» **Stated task 1**:
In the post on greedy methods, restate the paragraph beginning "I think this points in the right direction" more briefly while keeping its main facts.
» **Stated task 2**:
From the post on greedy methods, extract word for word the part that opens with the words containing "# Greedy Methods, Dynamic" and closes with "in my code.".

» **Reading passage**:
# Greedy Methods, Dynamic Range, and Coherence

Warning: I go on and on, without any real direction, on various topics. Finally, I present some interesting results, which may or may not be related to something I have overlooked in my code.

Commenter Phil Schniter sent me the following explanation of my results from the past few weeks, with an insightful cross-disciplinary link:

Greedy methods are said to work better when there is a large dynamic
range among the (active) coefficient magnitudes. Intuitively, if the
largest coefficient is easy to spot, then a greedy method can identify
it and subtract its contribution from the measurements. Then, if the
largest coefficient in the residual is easy to spot, the greedy method
will next identify it, and so on. But if, instead, there are multiple
large coefficients with similar magnitudes, a greedy method can get
confused. This behavior has been rigorously analyzed in the context of
multiuser communications under the guise of “successive interference
cancellation for CDMA”.

I think this points in the right direction, but misses the importance of dictionary coherence. A greedy algorithm can make a bad choice when several atoms in the dictionary are highly correlated, yet only one of them is involved in the original signal. Of course, it only takes one of these errors to render a recovery unsuccessful. As I am not incorporating noise in my simulations, this points to the “EXACT-SPARSE” condition in J. Tropp, “Greed is good: Algorithmic results for sparse approximation,” IEEE Trans. Info. Theory, vol. 50, pp. 2231-2242, Oct. 2004.

In this paper, Tropp shows “the best possible” performance for OMP for all $$m$$-sparse signals, i.e.,
OMP will recover exactly a unique $$m$$-sparse signal when (Theorem 3.1, sufficient condition)
$$\max_{\vd \in \MD\backslash\MH(m)} \left | \left| [\MH^H(m)\MH(m)]^{-1}\MH^H(m) \vd \right |\right|_1 < 1$$
where $$\MD$$ is our fat dictionary (or sensing matrix),
$$\MH(m)$$ is the optimal set of $$m$$ atoms that represent our measurement precisely (a skinny matrix),
and $$\MD\backslash\MH(m)$$ are the remaining dictionary atoms.
(Forgive the extreme abuse of notation!)
This says, if the maximum sum of the magnitude projection weights is small enough, or if the remaining atom most similar to the ones we have selected is not that similar, then OMP will recover the $$m$$-sparse signal.

To make this theorem useful (how do we know $$\MH(m)$$?), Tropp finds the following test (Theorem 3.5):
The exact recovery condition above holds for every $$m$$-sparse signal when
$$\mu(m-1) + \mu(m) < 1$$
where $$\mu(m)$$ is the $$m$$-th order cumulative coherence of the dictionary defined
$$\mu(m) := \max_{\vh \in \MH(m)} \max_{\vd_i \in \MD\backslash\MH(m)} \sum_{i=1}^m | \langle \vd_i, \vh \rangle | \le m \mu(1)$$
for $$m = 1, 2, \ldots$$.

(Items from a dataset)
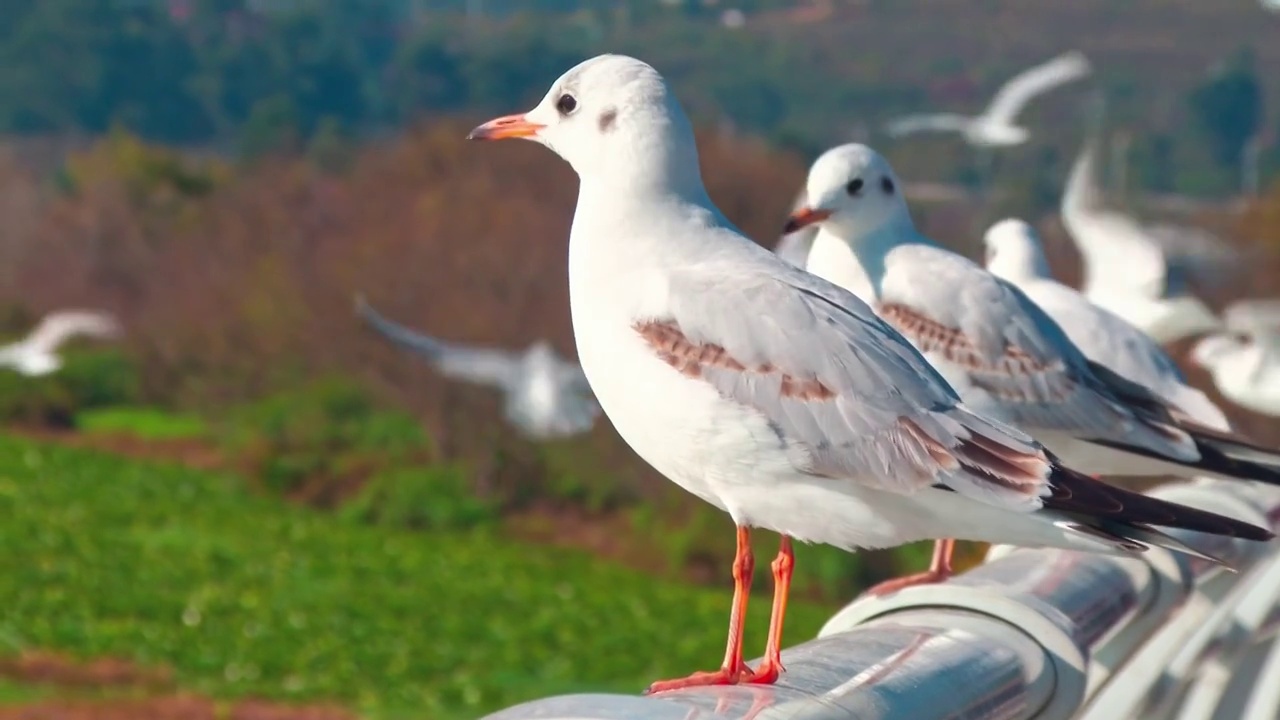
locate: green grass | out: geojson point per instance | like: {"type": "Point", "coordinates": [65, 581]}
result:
{"type": "Point", "coordinates": [243, 595]}
{"type": "Point", "coordinates": [149, 423]}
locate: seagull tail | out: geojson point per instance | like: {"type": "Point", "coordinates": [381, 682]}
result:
{"type": "Point", "coordinates": [1132, 515]}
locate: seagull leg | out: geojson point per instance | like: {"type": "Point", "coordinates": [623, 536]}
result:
{"type": "Point", "coordinates": [782, 565]}
{"type": "Point", "coordinates": [732, 670]}
{"type": "Point", "coordinates": [940, 569]}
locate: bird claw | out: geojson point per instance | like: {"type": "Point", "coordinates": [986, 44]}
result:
{"type": "Point", "coordinates": [722, 677]}
{"type": "Point", "coordinates": [888, 587]}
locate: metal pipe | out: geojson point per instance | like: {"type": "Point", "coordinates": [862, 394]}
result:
{"type": "Point", "coordinates": [1032, 633]}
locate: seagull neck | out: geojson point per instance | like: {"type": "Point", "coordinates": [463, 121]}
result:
{"type": "Point", "coordinates": [872, 249]}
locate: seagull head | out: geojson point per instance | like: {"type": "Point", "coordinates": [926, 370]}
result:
{"type": "Point", "coordinates": [853, 190]}
{"type": "Point", "coordinates": [612, 118]}
{"type": "Point", "coordinates": [1014, 251]}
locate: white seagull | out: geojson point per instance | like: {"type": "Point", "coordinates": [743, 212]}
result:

» **Written answer 1**:
The explanation points the right way but overlooks dictionary coherence. A greedy algorithm can choose wrongly when several dictionary atoms are highly correlated but only one of them is in the original signal, and a single such error makes the recovery fail. Because the simulations include no noise, this points to the "EXACT-SPARSE" condition in J. Tropp, "Greed is good: Algorithmic results for sparse approximation," IEEE Trans. Info. Theory, vol. 50, pp. 2231-2242, Oct. 2004.

» **Written answer 2**:
# Greedy Methods, Dynamic Range, and Coherence

Warning: I go on and on, without any real direction, on various topics. Finally, I present some interesting results, which may or may not be related to something I have overlooked in my code.